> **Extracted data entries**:
----

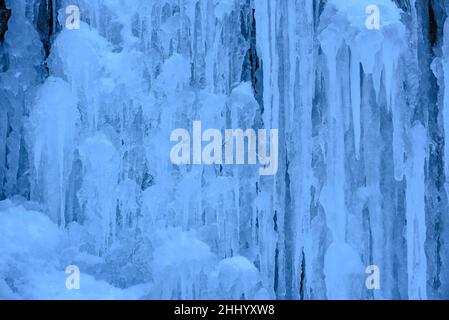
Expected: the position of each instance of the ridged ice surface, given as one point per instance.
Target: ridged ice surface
(85, 172)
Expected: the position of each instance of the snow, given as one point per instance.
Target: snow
(362, 178)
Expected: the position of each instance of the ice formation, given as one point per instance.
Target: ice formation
(86, 179)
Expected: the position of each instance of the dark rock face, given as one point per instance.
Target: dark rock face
(5, 13)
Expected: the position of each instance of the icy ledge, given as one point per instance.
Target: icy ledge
(377, 51)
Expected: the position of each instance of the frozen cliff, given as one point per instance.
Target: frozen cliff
(358, 90)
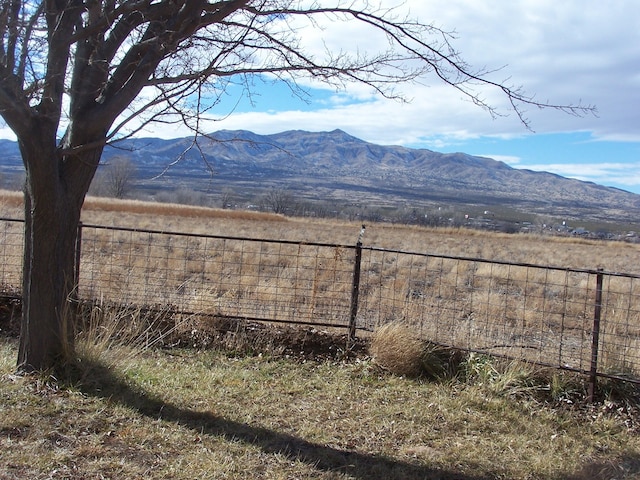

----

> **EXERCISE PROMPT**:
Starting at the line that contains "Expected: the position of each instance of the frozen", retype each line through the end of the data exactly, and leave out every picture.

> **WRITTEN ANSWER**:
Expected: the position of each instance of the frozen cliff, given as one point per instance.
Target: frozen cliff
(358, 90)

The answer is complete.